Tasks to perform:
a: Answer these questions about the Winter Wonderland passage, one answer per line, marked the same way:
(i) In which London park was the fair set up?
(ii) What did a whole booth at the fair sell that the narrator doubts an American carnival would have a booth for?
(iii) What did Carol's husband do for a living?
b: Name every person mentioned by name in the Winter Wonderland passage.
c: Pick up the Winter Wonderland passage after its last sentence and keep writing it.

Extract provided:
Winter Wonderland

THE KINDNESS OF our London friends in the first few week supported us and kept us from being overwhelmed.  Michael put me in touch with a former colleague who had a daughter a year older than Charlotte and suggested that we get together for a play date.  So on Wednesday, after leaving the hospital we set out for Hyde Park, a corner of which had been given over to an outdoor fair, called the Winter Wonderland and offered all kinds of food and rides for children.  After a few minutes of searching around, we met up with Carol and her daughter Willa.  Normally shy, Charlotte relaxed pretty quickly with Willa, who was a bright and funny girl, while Carol and I walked several paces behind.  Carol had been Michael’s boss for a while in London and then “retired” from the world of finance and was involved in fine arts, her husband being an art critic and poet.  I filled her in on what was going on with us – although she already knew about Mary Elizabeth from Michael. I enjoyed the opportunity to talk to an adult about something other than our present situation, and Carol was chatty and full of stories and anecdotes, so conversation came very easily.

The girls enjoyed themselves on rides, while we looked at the craft booths and everything the fair had to offer.  Not terribly different from fairs in New York, this one however had a decidedly German feel to it, with some of the food concessions and craft booths having a “black forest” kitschy feel. For example, I don’t think at an American carnival, there would be an entire booth given over to cuckoo clocks.  Nevertheless, it was cold enough to enjoy hot chocolate, but not enough to make it unpleasant to walk around.

While it was a nice relief from the hospital routine, I definitely felt a sense of misalignment.  Maybe it was a combination of guilt for not being at the hospital, although the visiting hours in the intensive treatment ward were limited and we had been there most of the day, and a gnawing feeling of worry that something would happen while we were gone.  But I had my phone with me, and I was reasonably confident that the hospital staff could handle dialing a US mobile number (I by contrast struggled for the first few weeks figuring out how to dial London numbers from my U.S. Mobile).  I think I also just missed Mary Elizabeth since this would be the kind of event she would enjoy, and I knew that she would enjoy Carol’s company – since women in finance were few and far between and they would have a lot in common.  Plus Mary Elizabeth was chatty and animated – as was Carol – and I could stay more in my comfort zone of spectator to the conversation – not an active participant.  I felt incomplete and out of sorts with her gone, and that’s probably what I felt most keenly.

Study material:
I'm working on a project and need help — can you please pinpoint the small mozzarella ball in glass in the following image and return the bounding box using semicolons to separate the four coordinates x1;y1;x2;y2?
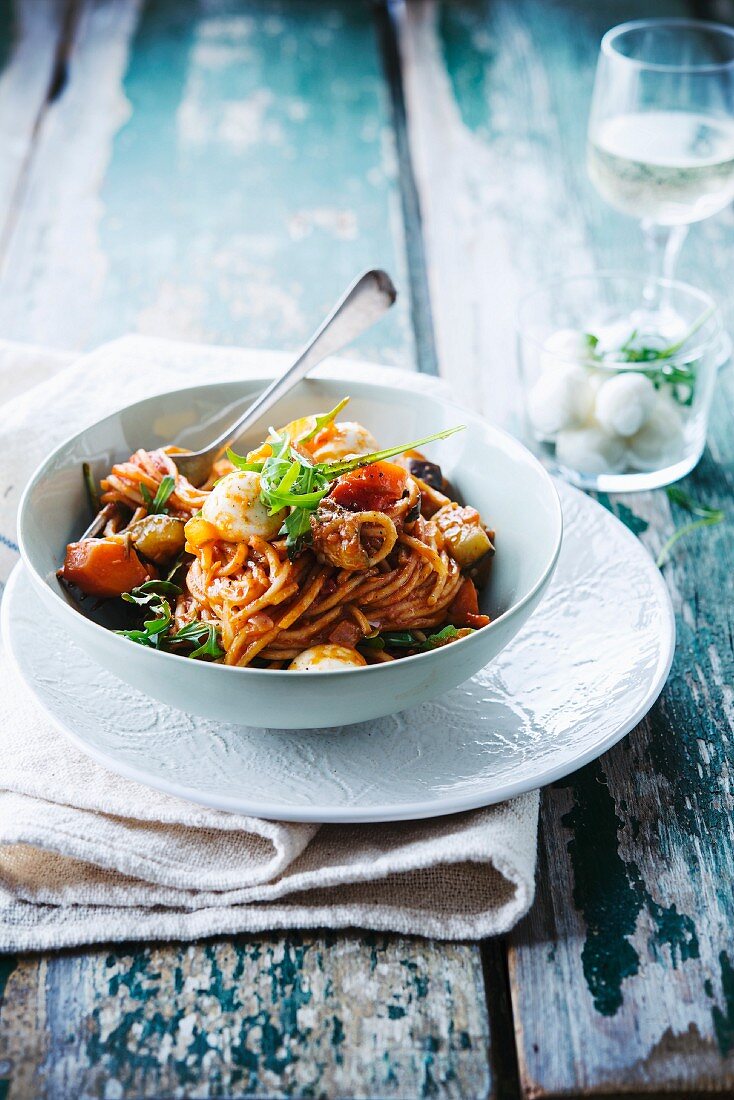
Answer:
201;470;286;542
310;420;379;462
594;371;657;436
556;425;626;474
540;329;591;371
288;646;366;672
627;396;684;471
527;364;594;439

Per-task answers:
a:
(i) Hyde Park
(ii) Cuckoo clocks
(iii) He was an art critic and poet.

b: Michael, Charlotte, Carol, Willa, Mary Elizabeth

c:
We left the fair after a couple of hours and hopped in a cab to St. John’s Wood, where Willa was performing in a holiday concert at the American School, where she was a student. We dropped Willa off at the school which from what I could see was a large, modern building which felt quite American (I guess that was the point), and then headed off for a quick dinner at a nearby restaurant. It was dark, but I could see that St. John’s Wood was a lovely neighborhood with large fancy private houses facing the tree-lined streets.  We found a nice Greek restaurant on the high street and had a meal of appetizers.  As the parents of pre-teens, we fell easily into a conversation about high school and ultimately college, and I was so interested to hear about Carol’s plan for Willa.  While she was open to many possibilities, Carol chose the American school in London because it was more compatible with the American university system and offered credits and curricula which would make more sense to a U.S. School.  Carol and her husband owned a house on the beach in East Hampton so the plan was to move back the states when Willa and her brother were in college.  Again I missed Mary Elizabeth, who would have loved this conversation since she was fairly obsessed with the topic. It came time to leave and we walked the few blocks back to the school, while nearly being mowed down by cabs at several intersections. Some things are the same from city to city, but I would have to remember to look over my right shoulder when crossing the street to avoid winding up in the hospital myself.

The concert took place in a very fancy auditorium and like the concerts in our school at home consisted of the string orchestra, a band and a chorus.  Willa played the saxophone in the band and sang in the chorus.  It was a holiday concert, and they went out of their way to present an equitable mix of Christmas, Hanukkah and Kwanza songs.  For some reason, Carol and Charlotte wound up sitting together and I sat alone in the packed house.  I worried that Charlotte would be uncomfortable being separated, but it didn’t seem to bother her as much as it bothered me.  The concert was a fun diversion from our current situation however and reminded me of home.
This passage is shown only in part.